- [About this exercise] Would you please output, word for word, the span of the listing below that opens on the line containing "Check that each instance of the wavy" and closes on the line containing "Check that each instance of the jacket button"? Include both ends and nothing more.
[Start of section]
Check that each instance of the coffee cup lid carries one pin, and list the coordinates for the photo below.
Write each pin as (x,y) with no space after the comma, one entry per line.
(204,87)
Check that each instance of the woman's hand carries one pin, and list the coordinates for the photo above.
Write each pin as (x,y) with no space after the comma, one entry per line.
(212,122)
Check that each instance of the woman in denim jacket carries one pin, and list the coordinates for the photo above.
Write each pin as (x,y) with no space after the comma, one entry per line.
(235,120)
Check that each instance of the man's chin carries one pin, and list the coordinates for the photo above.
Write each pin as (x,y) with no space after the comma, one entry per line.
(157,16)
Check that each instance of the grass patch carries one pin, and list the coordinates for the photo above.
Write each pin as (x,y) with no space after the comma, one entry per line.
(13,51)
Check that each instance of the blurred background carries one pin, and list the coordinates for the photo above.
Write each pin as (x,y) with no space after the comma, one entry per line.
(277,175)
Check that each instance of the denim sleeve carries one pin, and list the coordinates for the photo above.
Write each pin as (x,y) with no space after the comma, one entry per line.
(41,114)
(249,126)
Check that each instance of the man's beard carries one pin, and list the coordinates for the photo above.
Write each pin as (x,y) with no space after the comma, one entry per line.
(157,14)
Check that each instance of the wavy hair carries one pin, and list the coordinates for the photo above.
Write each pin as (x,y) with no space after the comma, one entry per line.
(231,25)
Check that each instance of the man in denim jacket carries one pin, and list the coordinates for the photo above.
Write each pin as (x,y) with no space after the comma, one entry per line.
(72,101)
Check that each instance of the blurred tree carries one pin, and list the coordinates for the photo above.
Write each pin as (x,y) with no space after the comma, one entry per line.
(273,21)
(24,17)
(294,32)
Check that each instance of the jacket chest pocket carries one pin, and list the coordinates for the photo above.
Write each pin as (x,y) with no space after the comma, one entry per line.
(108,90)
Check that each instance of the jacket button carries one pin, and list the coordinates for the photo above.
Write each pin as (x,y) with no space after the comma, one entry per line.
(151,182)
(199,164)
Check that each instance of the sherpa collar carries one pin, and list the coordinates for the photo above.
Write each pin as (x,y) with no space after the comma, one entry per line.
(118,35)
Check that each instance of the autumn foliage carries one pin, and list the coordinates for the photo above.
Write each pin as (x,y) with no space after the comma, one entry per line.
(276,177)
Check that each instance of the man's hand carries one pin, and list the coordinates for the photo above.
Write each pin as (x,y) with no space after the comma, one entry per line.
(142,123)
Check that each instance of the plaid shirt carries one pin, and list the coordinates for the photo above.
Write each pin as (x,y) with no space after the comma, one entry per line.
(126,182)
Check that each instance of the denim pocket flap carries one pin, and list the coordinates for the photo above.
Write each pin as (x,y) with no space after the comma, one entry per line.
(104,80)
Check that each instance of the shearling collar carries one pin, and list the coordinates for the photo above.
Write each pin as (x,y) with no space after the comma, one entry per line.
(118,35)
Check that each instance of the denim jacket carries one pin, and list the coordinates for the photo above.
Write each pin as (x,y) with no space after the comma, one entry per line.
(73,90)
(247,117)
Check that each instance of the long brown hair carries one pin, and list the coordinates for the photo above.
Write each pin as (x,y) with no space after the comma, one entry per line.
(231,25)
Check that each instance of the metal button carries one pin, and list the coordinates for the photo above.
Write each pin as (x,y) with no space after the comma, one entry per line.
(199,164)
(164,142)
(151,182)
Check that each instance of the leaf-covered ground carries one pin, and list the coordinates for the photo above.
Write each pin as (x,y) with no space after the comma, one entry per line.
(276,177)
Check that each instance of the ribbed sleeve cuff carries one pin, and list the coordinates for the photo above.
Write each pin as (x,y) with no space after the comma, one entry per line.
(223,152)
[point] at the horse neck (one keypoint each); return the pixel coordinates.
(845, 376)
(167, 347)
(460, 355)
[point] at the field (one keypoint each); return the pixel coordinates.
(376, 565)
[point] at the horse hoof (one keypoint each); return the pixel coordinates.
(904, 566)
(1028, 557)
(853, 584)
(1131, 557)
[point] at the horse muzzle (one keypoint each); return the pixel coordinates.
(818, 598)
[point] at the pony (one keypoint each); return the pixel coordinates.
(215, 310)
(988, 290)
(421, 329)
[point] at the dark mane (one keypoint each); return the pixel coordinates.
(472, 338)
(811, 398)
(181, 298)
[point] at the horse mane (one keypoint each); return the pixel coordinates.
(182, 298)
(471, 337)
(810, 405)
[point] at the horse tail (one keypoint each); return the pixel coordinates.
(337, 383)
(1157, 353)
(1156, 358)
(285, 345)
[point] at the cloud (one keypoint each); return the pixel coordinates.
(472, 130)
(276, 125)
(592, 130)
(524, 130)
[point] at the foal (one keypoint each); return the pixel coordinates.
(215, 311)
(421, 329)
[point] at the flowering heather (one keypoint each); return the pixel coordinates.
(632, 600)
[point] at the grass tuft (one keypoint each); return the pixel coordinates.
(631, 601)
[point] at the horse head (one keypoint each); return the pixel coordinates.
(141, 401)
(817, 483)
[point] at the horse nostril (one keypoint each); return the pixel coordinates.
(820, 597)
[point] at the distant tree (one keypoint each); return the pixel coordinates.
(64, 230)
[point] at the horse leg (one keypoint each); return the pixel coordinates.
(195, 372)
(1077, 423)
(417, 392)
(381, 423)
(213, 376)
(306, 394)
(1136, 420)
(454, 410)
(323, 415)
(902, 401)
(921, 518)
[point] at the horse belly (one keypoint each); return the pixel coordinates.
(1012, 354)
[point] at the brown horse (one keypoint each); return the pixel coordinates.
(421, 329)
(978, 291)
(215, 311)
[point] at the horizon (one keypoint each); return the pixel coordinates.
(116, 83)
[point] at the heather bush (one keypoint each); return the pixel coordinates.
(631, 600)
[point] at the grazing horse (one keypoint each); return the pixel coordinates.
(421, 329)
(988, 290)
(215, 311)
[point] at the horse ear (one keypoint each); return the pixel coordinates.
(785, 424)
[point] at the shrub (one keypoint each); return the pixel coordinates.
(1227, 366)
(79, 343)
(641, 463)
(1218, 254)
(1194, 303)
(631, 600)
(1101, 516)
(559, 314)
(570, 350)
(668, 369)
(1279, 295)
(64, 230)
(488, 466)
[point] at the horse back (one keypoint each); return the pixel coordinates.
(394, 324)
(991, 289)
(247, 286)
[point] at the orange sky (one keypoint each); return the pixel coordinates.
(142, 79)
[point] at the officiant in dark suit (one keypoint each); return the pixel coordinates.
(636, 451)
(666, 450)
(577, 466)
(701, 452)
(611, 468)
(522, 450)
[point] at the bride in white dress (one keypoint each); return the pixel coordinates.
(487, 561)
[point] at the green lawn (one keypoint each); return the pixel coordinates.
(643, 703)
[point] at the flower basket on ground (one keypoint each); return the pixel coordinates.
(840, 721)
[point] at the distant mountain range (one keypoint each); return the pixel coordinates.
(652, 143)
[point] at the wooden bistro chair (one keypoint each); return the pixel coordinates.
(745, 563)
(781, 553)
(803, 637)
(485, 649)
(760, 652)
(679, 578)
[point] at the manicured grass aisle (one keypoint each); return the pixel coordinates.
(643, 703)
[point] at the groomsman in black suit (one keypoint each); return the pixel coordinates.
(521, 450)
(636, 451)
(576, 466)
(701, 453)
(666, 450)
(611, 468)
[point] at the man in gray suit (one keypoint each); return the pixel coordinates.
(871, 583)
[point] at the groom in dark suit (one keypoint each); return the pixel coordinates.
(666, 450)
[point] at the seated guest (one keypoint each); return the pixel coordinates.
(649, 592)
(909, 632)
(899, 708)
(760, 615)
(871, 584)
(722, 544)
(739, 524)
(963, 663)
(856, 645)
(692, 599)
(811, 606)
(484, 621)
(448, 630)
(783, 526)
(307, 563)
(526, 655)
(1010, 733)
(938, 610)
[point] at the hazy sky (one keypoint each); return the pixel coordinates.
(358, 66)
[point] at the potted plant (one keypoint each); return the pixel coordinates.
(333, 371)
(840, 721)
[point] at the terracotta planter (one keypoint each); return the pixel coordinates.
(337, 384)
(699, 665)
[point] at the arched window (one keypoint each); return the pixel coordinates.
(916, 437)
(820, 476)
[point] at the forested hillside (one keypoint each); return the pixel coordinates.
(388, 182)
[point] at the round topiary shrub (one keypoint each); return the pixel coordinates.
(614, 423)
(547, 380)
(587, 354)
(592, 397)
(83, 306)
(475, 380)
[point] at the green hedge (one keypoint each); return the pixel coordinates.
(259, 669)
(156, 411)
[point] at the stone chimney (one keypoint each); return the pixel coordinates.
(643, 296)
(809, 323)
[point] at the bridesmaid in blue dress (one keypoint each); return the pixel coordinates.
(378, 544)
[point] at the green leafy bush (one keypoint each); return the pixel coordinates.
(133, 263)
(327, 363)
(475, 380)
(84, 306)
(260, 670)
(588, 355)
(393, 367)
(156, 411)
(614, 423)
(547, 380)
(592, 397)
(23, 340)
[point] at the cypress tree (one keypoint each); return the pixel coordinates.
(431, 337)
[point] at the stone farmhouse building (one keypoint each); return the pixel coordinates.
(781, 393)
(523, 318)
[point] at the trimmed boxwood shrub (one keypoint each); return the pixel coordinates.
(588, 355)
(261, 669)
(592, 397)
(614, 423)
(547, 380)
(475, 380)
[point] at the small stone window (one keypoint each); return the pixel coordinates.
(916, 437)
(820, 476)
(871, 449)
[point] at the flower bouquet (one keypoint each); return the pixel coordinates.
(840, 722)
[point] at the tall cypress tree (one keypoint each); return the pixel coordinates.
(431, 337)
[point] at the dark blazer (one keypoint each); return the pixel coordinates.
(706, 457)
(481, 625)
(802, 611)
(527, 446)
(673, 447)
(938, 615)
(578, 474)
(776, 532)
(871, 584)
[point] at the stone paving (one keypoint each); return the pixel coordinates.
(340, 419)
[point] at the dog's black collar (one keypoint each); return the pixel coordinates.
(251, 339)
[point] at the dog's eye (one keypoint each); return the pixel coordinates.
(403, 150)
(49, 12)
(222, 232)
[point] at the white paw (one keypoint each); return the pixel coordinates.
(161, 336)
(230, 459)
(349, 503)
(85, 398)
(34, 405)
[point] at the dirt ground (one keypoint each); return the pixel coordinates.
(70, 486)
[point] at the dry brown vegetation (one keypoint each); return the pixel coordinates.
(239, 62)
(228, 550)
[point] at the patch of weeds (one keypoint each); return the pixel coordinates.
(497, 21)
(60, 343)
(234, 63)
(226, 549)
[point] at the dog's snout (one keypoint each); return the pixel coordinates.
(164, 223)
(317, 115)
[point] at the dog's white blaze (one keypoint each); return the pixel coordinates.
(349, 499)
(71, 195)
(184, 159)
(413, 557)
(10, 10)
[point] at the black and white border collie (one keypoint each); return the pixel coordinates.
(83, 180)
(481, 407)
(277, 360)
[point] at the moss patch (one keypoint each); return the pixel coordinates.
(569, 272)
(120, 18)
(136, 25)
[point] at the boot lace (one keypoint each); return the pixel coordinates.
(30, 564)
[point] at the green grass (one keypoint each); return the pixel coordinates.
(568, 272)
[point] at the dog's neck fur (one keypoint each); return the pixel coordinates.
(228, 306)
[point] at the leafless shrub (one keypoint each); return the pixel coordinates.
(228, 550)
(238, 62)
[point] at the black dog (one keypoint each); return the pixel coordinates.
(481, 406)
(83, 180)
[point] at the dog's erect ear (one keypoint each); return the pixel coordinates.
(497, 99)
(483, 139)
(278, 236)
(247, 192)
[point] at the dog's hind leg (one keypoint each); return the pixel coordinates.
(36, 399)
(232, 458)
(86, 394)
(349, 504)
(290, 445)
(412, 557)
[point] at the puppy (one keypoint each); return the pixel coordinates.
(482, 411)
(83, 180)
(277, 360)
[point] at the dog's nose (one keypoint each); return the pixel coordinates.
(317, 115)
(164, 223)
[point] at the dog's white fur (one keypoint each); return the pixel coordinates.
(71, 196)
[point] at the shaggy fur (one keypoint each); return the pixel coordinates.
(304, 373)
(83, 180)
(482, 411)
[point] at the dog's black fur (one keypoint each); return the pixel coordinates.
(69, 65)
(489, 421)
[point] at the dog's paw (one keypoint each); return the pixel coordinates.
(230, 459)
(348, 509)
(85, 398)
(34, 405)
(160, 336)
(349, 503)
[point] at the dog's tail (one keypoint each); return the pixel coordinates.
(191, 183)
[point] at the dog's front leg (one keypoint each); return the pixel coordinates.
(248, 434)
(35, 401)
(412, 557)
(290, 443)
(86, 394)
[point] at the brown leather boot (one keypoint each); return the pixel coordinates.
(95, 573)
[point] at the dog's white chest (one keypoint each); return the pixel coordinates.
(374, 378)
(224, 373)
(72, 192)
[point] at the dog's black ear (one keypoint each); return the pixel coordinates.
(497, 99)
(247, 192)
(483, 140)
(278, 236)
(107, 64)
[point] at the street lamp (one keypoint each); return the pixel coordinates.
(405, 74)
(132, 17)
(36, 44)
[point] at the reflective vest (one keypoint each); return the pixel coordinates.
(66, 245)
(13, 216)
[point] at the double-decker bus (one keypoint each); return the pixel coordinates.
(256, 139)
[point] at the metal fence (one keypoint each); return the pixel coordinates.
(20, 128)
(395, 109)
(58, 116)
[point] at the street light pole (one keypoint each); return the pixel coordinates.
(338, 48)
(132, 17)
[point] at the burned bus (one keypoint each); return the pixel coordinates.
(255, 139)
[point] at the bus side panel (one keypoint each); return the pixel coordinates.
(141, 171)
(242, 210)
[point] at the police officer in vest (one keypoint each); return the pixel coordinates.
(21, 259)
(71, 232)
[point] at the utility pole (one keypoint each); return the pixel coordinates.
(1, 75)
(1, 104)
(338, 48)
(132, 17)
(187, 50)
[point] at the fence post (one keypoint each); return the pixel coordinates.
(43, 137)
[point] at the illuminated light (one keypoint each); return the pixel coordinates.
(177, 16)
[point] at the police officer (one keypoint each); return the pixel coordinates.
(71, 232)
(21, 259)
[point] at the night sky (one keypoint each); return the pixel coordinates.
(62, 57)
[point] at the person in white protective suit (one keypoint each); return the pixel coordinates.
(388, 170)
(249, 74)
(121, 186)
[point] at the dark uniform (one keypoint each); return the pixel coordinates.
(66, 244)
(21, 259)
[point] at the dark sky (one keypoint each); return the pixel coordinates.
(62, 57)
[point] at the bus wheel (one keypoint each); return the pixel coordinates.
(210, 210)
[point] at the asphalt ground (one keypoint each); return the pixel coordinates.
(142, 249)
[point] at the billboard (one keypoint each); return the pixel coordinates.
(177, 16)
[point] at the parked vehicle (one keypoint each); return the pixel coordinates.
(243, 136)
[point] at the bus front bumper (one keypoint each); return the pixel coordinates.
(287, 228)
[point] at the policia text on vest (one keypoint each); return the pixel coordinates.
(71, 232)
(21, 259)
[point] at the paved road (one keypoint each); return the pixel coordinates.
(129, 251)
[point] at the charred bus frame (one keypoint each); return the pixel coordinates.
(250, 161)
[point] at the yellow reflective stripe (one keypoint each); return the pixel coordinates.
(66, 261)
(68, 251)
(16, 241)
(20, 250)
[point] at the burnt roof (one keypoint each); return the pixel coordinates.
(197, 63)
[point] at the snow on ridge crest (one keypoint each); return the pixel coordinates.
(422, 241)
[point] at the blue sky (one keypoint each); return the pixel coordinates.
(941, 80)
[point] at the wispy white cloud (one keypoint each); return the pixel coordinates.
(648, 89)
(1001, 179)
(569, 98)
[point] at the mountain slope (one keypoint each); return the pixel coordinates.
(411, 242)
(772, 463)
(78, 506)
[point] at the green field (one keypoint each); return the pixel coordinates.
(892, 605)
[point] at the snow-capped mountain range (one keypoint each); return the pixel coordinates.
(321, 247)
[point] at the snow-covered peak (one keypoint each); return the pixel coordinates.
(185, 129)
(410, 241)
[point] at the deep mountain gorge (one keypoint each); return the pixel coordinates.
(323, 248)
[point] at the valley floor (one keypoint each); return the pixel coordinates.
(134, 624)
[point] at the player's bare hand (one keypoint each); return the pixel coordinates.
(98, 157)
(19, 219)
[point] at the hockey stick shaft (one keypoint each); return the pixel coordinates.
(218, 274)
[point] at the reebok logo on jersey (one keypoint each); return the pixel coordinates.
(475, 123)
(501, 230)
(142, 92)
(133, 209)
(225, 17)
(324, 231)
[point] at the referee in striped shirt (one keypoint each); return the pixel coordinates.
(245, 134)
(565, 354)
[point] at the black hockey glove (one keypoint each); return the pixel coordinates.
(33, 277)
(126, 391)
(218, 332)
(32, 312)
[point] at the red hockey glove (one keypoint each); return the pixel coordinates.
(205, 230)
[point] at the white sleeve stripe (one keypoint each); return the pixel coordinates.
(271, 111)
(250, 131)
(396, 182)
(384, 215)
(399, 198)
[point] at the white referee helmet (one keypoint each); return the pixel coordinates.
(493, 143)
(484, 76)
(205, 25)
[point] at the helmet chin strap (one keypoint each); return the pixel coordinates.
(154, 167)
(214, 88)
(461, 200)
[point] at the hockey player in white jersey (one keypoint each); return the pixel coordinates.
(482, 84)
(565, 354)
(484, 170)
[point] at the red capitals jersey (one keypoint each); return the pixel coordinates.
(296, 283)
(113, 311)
[End of section]
- [Your response]
Check that each instance of the wavy hair carries one pin, and list the coordinates for the photo above.
Write each pin as (x,y) with no space after the comma, one entry per line.
(231,25)
Check that each instance of the man in denim jacket carries one pin, and list the coordinates for the photo above.
Write each pin as (x,y) with no space after the comma, one entry per line.
(72,101)
Check that each instance of the blurred tree carries one pin, and list the coordinates for the photo above.
Write each pin as (x,y) with no space after the comma, one entry per line.
(273,21)
(24,17)
(294,32)
Check that each instance of the jacket chest pocket carries one pin, and list the coordinates for the photo above.
Write each pin as (x,y) with no space after the comma, one entry per line.
(108,90)
Check that each instance of the jacket button carries one pin, and list the coordinates for the photo above.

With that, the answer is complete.